## Work item
For each line below that includes the word "eyebrow", make a copy.

(Saved entries)
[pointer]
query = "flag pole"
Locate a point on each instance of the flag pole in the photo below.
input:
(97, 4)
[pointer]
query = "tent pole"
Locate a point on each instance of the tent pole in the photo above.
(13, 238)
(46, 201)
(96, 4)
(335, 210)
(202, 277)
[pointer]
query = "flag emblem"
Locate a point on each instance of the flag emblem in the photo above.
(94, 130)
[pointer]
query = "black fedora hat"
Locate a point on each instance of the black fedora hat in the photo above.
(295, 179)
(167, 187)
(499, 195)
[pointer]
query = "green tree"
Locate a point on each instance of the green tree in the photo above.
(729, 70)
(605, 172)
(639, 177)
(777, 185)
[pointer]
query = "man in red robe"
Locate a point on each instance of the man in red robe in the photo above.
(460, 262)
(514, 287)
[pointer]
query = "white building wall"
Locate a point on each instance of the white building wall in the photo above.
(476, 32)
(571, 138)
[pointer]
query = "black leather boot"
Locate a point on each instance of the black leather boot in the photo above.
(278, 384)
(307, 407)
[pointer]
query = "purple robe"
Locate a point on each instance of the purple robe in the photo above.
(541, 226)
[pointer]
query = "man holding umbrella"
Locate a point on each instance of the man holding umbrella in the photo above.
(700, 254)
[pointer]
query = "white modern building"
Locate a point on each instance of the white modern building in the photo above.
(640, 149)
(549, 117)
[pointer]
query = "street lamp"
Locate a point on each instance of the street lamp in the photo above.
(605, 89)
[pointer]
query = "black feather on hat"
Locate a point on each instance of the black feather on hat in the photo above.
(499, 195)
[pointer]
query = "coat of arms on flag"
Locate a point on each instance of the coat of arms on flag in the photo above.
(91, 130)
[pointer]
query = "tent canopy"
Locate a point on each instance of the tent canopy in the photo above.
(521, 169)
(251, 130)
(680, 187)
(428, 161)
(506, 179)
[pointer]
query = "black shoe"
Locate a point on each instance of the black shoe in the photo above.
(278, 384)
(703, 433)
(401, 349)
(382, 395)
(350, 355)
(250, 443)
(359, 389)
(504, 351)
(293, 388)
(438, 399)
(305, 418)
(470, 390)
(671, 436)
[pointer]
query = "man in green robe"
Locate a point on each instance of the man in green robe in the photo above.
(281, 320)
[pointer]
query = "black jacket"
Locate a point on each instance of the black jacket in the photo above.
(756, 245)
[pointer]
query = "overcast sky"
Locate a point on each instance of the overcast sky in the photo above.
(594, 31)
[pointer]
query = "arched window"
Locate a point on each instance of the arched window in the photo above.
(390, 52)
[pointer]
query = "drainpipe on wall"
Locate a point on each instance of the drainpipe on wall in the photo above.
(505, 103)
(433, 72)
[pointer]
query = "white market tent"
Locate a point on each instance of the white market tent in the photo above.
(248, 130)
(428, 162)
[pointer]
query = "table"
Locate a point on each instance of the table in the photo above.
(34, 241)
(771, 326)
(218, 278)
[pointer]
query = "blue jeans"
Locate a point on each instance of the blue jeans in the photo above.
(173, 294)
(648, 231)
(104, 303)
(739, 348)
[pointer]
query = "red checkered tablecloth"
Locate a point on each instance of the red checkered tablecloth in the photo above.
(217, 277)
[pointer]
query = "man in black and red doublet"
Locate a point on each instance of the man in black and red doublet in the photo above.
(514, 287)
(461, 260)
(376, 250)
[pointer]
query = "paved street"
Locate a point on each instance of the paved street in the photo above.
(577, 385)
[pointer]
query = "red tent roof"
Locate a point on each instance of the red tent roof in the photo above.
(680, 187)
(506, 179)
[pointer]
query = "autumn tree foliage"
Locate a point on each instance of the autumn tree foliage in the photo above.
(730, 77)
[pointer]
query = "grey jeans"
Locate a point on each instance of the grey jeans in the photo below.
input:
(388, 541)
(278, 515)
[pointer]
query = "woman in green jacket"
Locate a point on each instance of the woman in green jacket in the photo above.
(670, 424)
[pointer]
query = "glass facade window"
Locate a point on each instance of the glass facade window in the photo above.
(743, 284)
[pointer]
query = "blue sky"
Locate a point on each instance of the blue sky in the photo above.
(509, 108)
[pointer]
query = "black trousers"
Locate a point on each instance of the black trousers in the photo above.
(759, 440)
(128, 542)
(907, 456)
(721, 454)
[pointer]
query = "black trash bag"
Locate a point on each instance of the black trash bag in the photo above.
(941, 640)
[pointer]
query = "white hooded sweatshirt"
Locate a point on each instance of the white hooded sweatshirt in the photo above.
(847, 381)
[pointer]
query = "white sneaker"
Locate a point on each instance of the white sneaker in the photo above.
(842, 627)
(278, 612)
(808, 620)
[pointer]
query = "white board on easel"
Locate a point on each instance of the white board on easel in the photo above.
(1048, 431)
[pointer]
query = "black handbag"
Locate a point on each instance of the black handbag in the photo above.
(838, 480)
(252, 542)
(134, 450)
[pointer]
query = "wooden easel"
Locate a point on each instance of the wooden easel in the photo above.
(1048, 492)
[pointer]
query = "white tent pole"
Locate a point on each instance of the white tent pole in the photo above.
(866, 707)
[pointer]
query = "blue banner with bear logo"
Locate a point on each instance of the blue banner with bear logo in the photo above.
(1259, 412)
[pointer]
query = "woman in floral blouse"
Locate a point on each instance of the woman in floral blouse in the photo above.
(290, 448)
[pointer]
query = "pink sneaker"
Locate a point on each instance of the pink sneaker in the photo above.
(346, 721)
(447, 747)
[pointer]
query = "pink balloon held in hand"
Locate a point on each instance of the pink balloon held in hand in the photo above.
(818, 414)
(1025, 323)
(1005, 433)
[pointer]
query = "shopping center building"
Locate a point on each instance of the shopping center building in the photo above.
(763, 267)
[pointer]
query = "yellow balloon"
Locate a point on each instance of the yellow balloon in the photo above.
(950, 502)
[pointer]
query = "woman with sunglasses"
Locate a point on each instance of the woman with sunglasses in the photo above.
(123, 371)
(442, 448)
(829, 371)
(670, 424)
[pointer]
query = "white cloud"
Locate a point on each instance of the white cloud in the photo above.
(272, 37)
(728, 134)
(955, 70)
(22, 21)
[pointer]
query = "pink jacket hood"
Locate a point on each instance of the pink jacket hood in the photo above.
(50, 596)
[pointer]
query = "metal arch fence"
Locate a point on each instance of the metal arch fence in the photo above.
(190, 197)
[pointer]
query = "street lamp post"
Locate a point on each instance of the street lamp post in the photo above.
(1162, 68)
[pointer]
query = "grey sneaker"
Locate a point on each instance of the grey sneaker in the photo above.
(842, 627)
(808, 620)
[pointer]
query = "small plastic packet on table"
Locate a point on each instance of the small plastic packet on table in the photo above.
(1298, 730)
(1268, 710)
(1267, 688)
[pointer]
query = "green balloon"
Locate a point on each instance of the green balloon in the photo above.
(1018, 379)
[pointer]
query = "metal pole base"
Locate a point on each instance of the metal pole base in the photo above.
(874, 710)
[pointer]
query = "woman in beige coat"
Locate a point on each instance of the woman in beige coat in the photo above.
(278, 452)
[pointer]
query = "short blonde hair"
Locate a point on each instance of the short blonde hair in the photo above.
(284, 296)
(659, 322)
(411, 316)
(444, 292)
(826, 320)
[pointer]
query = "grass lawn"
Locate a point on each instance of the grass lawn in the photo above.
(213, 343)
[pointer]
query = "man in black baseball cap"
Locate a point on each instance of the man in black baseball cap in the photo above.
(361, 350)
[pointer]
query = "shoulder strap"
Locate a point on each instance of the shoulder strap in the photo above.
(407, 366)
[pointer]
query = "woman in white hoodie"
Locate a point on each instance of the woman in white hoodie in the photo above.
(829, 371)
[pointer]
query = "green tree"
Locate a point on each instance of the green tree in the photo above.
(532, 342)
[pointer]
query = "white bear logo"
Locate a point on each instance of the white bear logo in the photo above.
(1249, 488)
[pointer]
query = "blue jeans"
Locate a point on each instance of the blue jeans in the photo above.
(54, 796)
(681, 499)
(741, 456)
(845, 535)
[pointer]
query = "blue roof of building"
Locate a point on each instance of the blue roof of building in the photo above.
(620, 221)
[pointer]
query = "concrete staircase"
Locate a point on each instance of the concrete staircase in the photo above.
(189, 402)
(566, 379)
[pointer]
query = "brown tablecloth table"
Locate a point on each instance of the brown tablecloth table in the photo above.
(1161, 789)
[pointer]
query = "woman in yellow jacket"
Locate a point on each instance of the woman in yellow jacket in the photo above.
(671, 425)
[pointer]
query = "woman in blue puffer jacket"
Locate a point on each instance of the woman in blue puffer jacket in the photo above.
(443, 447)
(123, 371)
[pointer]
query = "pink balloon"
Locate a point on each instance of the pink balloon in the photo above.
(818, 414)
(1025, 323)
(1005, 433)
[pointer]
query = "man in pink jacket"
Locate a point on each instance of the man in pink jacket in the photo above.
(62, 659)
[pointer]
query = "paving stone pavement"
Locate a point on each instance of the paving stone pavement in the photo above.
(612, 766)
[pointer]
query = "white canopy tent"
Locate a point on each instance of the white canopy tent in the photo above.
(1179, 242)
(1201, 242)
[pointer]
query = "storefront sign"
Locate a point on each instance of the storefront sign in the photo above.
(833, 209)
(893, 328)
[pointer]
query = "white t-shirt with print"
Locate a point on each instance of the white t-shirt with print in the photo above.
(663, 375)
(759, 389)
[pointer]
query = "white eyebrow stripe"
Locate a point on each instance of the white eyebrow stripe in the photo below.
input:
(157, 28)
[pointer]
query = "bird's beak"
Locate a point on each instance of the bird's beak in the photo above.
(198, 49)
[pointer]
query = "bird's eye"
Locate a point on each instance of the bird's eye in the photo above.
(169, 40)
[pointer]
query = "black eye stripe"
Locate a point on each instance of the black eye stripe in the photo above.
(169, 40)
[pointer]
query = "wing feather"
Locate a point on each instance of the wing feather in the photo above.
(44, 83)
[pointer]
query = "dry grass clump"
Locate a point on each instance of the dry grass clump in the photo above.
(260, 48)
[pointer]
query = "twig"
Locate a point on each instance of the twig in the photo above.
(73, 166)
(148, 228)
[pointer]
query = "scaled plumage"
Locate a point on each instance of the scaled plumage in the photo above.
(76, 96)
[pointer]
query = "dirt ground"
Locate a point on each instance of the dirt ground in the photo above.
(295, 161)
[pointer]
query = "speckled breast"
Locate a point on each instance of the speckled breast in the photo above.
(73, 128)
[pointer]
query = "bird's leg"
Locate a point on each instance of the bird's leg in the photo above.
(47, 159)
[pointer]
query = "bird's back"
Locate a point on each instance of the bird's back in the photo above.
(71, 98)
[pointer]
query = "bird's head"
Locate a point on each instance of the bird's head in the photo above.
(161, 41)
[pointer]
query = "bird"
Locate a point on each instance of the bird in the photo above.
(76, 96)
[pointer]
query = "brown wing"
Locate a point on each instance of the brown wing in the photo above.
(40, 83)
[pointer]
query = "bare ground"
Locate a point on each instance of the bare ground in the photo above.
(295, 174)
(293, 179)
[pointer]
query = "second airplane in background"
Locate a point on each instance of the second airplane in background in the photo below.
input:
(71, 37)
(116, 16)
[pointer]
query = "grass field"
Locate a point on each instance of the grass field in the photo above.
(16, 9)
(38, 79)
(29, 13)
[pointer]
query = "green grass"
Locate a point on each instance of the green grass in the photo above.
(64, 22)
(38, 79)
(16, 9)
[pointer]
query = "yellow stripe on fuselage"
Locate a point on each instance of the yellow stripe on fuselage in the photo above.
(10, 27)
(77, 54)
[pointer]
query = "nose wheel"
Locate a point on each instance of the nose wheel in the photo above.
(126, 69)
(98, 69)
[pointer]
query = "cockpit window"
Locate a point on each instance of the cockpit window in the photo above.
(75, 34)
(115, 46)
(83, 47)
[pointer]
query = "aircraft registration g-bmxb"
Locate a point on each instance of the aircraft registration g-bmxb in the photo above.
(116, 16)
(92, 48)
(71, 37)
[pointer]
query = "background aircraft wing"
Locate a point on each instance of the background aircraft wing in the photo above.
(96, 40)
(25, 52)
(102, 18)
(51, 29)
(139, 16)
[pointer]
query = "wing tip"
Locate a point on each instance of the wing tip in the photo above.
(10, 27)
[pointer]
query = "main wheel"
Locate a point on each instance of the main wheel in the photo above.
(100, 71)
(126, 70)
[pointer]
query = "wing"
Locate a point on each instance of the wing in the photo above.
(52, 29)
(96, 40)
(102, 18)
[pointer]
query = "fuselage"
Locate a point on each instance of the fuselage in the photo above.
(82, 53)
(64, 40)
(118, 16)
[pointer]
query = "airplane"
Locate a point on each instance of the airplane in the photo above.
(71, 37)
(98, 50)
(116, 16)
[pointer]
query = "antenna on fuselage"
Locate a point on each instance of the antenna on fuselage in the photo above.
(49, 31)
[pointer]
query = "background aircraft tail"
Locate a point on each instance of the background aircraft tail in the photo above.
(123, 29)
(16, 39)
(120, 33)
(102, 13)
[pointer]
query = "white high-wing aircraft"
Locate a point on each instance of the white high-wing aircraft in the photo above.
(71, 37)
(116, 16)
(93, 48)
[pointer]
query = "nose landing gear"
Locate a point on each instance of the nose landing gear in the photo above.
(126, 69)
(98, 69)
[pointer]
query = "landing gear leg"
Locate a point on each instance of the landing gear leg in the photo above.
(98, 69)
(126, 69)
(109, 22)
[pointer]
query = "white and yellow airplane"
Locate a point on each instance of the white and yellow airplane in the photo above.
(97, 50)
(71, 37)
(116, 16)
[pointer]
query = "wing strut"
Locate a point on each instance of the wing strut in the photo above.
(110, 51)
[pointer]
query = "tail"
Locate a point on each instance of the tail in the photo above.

## Written response
query = "white eyebrow stripe"
Locate a point on each instance of the white eyebrow stripe in the photo below.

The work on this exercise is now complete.